Extracted rows
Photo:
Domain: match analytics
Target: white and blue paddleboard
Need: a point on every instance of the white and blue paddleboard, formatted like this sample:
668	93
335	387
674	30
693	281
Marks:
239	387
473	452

• **Task to carry out**: Can you copy out every row above, character for character, with no changes?

• **Response**:
Photo:
Domain: match analytics
Target: white and blue paddleboard
Need: a point on every instance of the white and blue paddleboard, formatted like this sample:
668	93
335	387
674	30
693	281
Marks:
239	387
473	452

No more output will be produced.